## YOUR TASK
Could you print the lines below exactly, from the one holding "rough mask: <svg" through the last line, with no other output?

Data entries
"""

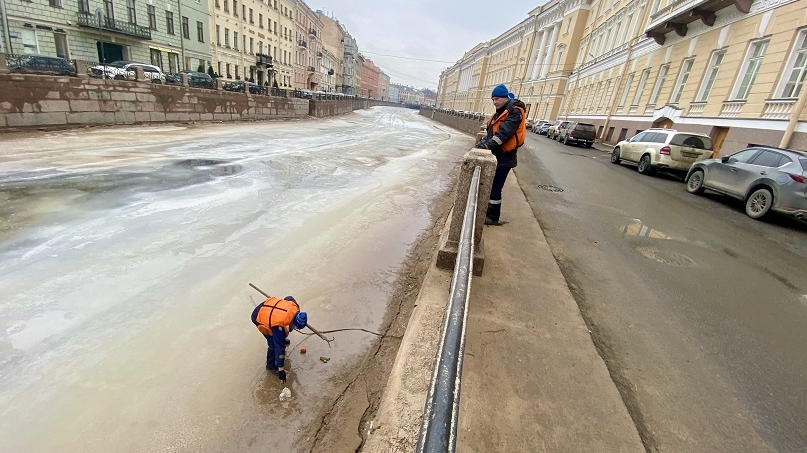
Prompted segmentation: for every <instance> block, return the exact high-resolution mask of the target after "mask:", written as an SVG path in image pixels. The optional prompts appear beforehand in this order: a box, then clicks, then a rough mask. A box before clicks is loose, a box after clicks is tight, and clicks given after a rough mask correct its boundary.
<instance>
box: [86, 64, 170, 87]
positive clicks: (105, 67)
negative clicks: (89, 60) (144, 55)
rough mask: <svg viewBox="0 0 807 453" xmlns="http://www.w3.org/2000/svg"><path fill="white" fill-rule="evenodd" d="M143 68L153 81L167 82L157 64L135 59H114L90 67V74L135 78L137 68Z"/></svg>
mask: <svg viewBox="0 0 807 453" xmlns="http://www.w3.org/2000/svg"><path fill="white" fill-rule="evenodd" d="M138 67H140V68H143V75H144V76H145V78H146V79H147V80H150V81H151V82H152V83H165V74H163V71H162V69H160V68H158V67H157V66H154V65H150V64H145V63H136V62H133V61H123V60H121V61H113V62H112V63H107V64H100V65H97V66H93V67H91V68H90V71H89V73H90V76H92V77H99V78H102V79H116V80H135V69H136V68H138Z"/></svg>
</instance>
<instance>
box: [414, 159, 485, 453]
mask: <svg viewBox="0 0 807 453" xmlns="http://www.w3.org/2000/svg"><path fill="white" fill-rule="evenodd" d="M481 173H482V168H481V167H479V166H477V167H476V168H474V173H473V176H472V177H471V184H470V187H469V188H468V202H467V203H466V205H465V214H464V216H463V220H462V230H461V232H460V240H459V244H458V249H457V258H456V261H455V264H454V274H453V276H452V278H451V292H450V293H449V305H448V308H447V310H446V312H447V313H446V318H445V321H444V322H443V329H442V333H441V335H440V343H439V345H438V348H437V356H436V357H435V359H434V365H435V366H434V370H433V371H432V377H431V383H430V385H429V393H428V394H427V396H426V407H425V408H424V412H423V420H422V421H421V425H420V436H419V438H418V447H417V452H418V453H453V452H454V450H455V447H456V443H457V419H458V416H459V408H460V381H461V376H462V359H463V354H464V352H465V323H466V321H467V318H468V300H469V298H470V295H471V276H472V275H473V256H474V226H475V225H476V211H477V198H478V194H479V180H480V174H481Z"/></svg>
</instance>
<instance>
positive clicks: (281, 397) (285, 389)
mask: <svg viewBox="0 0 807 453" xmlns="http://www.w3.org/2000/svg"><path fill="white" fill-rule="evenodd" d="M290 399H291V390H290V389H289V388H288V387H283V390H282V391H281V392H280V401H288V400H290Z"/></svg>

"""

## ANSWER TO THIS TASK
rough mask: <svg viewBox="0 0 807 453" xmlns="http://www.w3.org/2000/svg"><path fill="white" fill-rule="evenodd" d="M143 68L153 81L167 82L157 64L135 59H114L90 67V74L135 78L137 68Z"/></svg>
mask: <svg viewBox="0 0 807 453" xmlns="http://www.w3.org/2000/svg"><path fill="white" fill-rule="evenodd" d="M138 67H140V68H143V75H144V76H145V78H146V79H147V80H150V81H151V82H152V83H165V74H163V71H162V69H160V68H158V67H157V66H154V65H150V64H145V63H136V62H133V61H123V60H121V61H113V62H112V63H107V64H100V65H97V66H93V67H91V68H90V71H89V73H90V76H92V77H99V78H102V79H116V80H135V69H136V68H138Z"/></svg>
</instance>
<instance>
box: [414, 159, 485, 453]
mask: <svg viewBox="0 0 807 453" xmlns="http://www.w3.org/2000/svg"><path fill="white" fill-rule="evenodd" d="M481 173H482V168H481V167H479V166H477V167H476V168H474V173H473V176H472V177H471V184H470V187H469V188H468V202H467V203H466V205H465V214H464V216H463V220H462V230H461V232H460V240H459V244H458V249H457V258H456V261H455V264H454V274H453V276H452V278H451V292H450V293H449V305H448V308H447V310H446V312H447V313H446V318H445V321H444V322H443V329H442V333H441V335H440V343H439V345H438V348H437V356H436V357H435V359H434V365H435V366H434V370H433V371H432V377H431V383H430V385H429V393H428V394H427V396H426V407H425V408H424V412H423V420H422V421H421V425H420V436H419V438H418V447H417V452H418V453H453V452H454V450H455V447H456V443H457V419H458V416H459V408H460V381H461V376H462V359H463V354H464V352H465V323H466V321H467V318H468V300H469V298H470V295H471V276H472V275H473V256H474V226H475V225H476V211H477V198H478V194H479V180H480V174H481Z"/></svg>
</instance>
<instance>
positive clicks: (281, 397) (285, 389)
mask: <svg viewBox="0 0 807 453" xmlns="http://www.w3.org/2000/svg"><path fill="white" fill-rule="evenodd" d="M290 399H291V390H290V389H289V388H288V387H283V390H282V391H281V392H280V401H288V400H290Z"/></svg>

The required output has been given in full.